Aim of the task: Format each line of the material below as one string in a JSON list, in order, leaving out blank lines.

====== The input ======

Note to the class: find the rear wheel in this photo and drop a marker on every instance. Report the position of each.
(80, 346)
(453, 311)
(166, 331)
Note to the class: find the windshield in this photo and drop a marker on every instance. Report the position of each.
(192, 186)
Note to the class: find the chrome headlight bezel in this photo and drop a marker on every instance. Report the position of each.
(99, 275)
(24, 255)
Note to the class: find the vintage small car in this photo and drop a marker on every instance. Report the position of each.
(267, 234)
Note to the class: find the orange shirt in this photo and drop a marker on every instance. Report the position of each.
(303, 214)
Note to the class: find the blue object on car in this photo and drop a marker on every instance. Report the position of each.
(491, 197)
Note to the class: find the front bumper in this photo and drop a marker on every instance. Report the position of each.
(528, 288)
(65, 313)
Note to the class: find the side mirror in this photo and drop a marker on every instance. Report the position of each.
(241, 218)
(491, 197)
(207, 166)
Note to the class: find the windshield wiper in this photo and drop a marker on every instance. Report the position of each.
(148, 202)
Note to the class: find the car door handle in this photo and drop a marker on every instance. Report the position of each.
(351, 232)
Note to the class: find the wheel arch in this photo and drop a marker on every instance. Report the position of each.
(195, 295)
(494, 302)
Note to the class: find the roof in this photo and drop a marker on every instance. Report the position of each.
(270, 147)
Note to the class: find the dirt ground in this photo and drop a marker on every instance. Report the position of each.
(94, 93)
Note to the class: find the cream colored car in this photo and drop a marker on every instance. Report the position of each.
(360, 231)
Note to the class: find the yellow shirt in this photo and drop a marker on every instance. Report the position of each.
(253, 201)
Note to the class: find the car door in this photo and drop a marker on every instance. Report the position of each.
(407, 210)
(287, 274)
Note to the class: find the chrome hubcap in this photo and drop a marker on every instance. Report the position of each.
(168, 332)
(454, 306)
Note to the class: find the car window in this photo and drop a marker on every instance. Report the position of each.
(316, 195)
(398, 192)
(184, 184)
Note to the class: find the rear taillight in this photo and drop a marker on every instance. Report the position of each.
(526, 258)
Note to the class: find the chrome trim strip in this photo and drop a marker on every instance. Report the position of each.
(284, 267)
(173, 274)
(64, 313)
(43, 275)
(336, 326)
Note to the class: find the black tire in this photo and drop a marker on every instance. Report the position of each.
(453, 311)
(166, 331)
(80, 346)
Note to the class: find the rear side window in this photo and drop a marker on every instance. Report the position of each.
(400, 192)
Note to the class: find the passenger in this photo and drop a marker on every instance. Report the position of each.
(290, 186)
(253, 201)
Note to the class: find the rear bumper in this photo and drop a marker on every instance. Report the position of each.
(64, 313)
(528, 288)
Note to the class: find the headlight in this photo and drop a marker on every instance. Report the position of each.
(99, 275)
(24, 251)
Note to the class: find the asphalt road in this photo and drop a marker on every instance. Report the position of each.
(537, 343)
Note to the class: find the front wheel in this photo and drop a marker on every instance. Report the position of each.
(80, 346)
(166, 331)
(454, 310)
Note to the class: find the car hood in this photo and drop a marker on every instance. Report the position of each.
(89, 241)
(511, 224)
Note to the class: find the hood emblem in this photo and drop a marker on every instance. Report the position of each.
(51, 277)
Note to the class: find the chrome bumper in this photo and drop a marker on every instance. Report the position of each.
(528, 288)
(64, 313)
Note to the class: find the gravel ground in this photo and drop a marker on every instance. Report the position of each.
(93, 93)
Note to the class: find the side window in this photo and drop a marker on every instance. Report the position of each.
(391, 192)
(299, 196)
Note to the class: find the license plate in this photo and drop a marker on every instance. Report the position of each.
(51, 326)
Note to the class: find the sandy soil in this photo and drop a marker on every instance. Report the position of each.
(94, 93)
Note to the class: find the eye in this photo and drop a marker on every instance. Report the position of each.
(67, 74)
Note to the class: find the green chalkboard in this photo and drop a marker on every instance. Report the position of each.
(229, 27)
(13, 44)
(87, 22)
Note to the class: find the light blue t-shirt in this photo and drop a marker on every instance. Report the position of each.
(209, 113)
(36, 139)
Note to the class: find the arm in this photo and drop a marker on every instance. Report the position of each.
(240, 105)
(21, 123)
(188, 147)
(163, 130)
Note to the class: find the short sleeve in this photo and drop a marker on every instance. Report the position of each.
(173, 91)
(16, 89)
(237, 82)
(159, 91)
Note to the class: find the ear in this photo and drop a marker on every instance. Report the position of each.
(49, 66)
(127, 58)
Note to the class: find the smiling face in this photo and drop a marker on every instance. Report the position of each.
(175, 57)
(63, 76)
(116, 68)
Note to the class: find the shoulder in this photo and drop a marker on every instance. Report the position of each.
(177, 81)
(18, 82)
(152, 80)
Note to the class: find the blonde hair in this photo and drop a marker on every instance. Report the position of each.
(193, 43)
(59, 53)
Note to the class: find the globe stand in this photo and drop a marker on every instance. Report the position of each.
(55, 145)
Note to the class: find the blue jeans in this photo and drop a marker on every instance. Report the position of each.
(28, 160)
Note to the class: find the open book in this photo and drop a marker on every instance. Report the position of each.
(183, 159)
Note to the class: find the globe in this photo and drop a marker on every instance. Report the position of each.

======

Response below:
[
  "Note to the class: find the rear wheel in this photo and drop a marker on every instance. Report the position of each.",
  "(80, 346)",
  "(453, 311)",
  "(166, 331)",
  "Note to the class: find the windshield in this photo and drop a marker on every instance. Report the position of each.",
  "(192, 186)",
  "Note to the class: find the chrome headlight bezel in this photo and drop a marker on every instance. Report the position of each.",
  "(99, 275)",
  "(24, 255)",
  "Note to the class: find the vintage small car in this photo and drop a marker on every instance. Report the position of each.",
  "(267, 234)",
  "Note to the class: find the orange shirt in this photo and drop a marker on every instance. Report the position of each.",
  "(303, 214)",
  "Note to the class: find the blue object on car in this photo and drop a marker on every instance. Report the position of each.",
  "(491, 197)",
  "Note to the class: find the front bumper in this photo and drop a marker on every instance. Report the position of each.",
  "(528, 288)",
  "(65, 313)",
  "Note to the class: find the side mirror in this photo and drop a marker on every instance. Report the position of each.",
  "(241, 218)",
  "(491, 197)",
  "(207, 166)",
  "Note to the class: find the windshield wiper in this photo and drop a marker on every instance. Report the position of each.",
  "(148, 202)",
  "Note to the class: find the car door handle in this photo and drop a marker on every instance. Report the position of each.",
  "(351, 232)",
  "Note to the class: find the wheel arch in this photo and drop a marker on every instance. Report the position of each.",
  "(195, 295)",
  "(494, 302)",
  "Note to the class: find the roof in this photo and drop a marker on every instance. Report the position of each.",
  "(270, 147)",
  "Note to the class: find the dirt ground in this photo and drop a marker on every instance. Report the position of each.",
  "(94, 93)",
  "Note to the class: find the cream colored car in this photo and drop a marker on every instance. Report the position of each.",
  "(360, 231)",
  "Note to the class: find the yellow shirt in this photo and drop a marker on every instance. Report the position of each.",
  "(253, 201)",
  "Note to the class: find the car door in this photo and drop a marker on every instance. Report the position of each.",
  "(407, 210)",
  "(287, 274)",
  "Note to the class: find the chrome hubcap in this photo and drop a marker on every instance. Report the position of each.",
  "(168, 332)",
  "(454, 306)",
  "Note to the class: find the car window in this photo and drop a marker on every instance. Report the position of each.",
  "(316, 195)",
  "(398, 192)",
  "(184, 184)",
  "Note to the class: find the rear taillight in this photo and drop a marker on every instance. Report the position of each.",
  "(526, 258)",
  "Note to the class: find the chrome trim strip in this photo and drop a marker on every instance. Report the position of each.",
  "(284, 267)",
  "(173, 274)",
  "(64, 313)",
  "(43, 275)",
  "(336, 326)",
  "Note to the class: find the black tire in this photo and drop a marker on every instance. Report the position of each.",
  "(453, 311)",
  "(166, 331)",
  "(80, 346)",
  "Note to the class: find the rear side window in this photo and drop a marker on every instance. Report the position of each.",
  "(400, 192)",
  "Note to the class: find the passenger in this photo and drop a marker on every instance. Report the position of each.",
  "(290, 186)",
  "(253, 201)",
  "Note to the class: find the rear bumper in this photo and drop a marker on every instance. Report the position of each.",
  "(64, 313)",
  "(528, 288)",
  "Note to the class: find the headlight in this photo and drop a marker on every instance. Report the position of each.",
  "(99, 275)",
  "(24, 251)",
  "Note to the class: find the asphalt road in this photo and drop a marker on every instance. Report the position of each.",
  "(537, 343)",
  "Note to the class: find the front wheel in this photo and drop a marker on every instance. Report the position of each.",
  "(80, 346)",
  "(166, 331)",
  "(454, 310)",
  "Note to the class: find the car hood in this photo and drop a marker on every instance. Report the position of each.",
  "(89, 241)",
  "(511, 224)",
  "Note to the class: find the hood emblem in this photo and drop a marker on every instance. Report the position of each.",
  "(51, 277)",
  "Note to the class: find the chrome bumper in this photo and drop a marker on every instance. Report the position of each.",
  "(528, 288)",
  "(64, 313)",
  "Note to the class: find the gravel ground in this photo and drop a marker on every instance. Report the position of each.",
  "(93, 93)",
  "Note to the class: find the side window in this photo and drop a marker on every instance. Report the position of each.",
  "(391, 192)",
  "(299, 196)",
  "Note to the class: find the license plate in this photo and drop a marker on every instance. Report the position of each.",
  "(51, 326)",
  "Note to the class: find the sandy soil in this photo and drop a marker on every instance. Report the position of each.",
  "(94, 93)",
  "Note to the class: find the eye in this photo and drop a marker on every instance. Report the position of each.",
  "(67, 74)",
  "Note to the class: find the green chalkboard in this photo and drop a marker on every instance. Report the position of each.",
  "(229, 27)",
  "(13, 44)",
  "(87, 22)",
  "Note to the class: find the light blue t-shirt in this photo and drop a marker on every instance. Report the position of each.",
  "(209, 113)",
  "(36, 139)",
  "Note to the class: find the arm in this photo and drop a marker on every instance. Report the position of each.",
  "(240, 105)",
  "(21, 123)",
  "(188, 147)",
  "(163, 130)",
  "Note to the class: find the short sleeve in this photo and drop a marker on every instance. Report the position of each.",
  "(173, 91)",
  "(16, 89)",
  "(237, 82)",
  "(159, 91)",
  "Note to the class: find the ear in this photo and drop a marker on every instance. Report the position of each.",
  "(49, 66)",
  "(127, 58)",
  "Note to the class: find the smiling face in this photo and drop a marker on every instance. Report the position of each.",
  "(175, 57)",
  "(63, 76)",
  "(116, 68)",
  "Note to the class: find the shoulder in this photo and drop a marker on every instance. Report the position of each.",
  "(177, 81)",
  "(18, 82)",
  "(152, 80)",
  "Note to the class: find the blonde hair in this photo and drop a marker on every instance. Report the position of each.",
  "(193, 43)",
  "(59, 53)",
  "Note to the class: find the globe stand in this photo and drop a marker on every instance. Report the position of each.",
  "(55, 145)",
  "Note to the class: find the blue jeans in this photo and drop a marker on every instance. Report the position of each.",
  "(28, 160)",
  "Note to the class: find the open book in this photo and drop a marker on every instance. Report the position of each.",
  "(183, 159)",
  "Note to the class: find the globe in this photo and drop a marker on every instance. Report the position of each."
]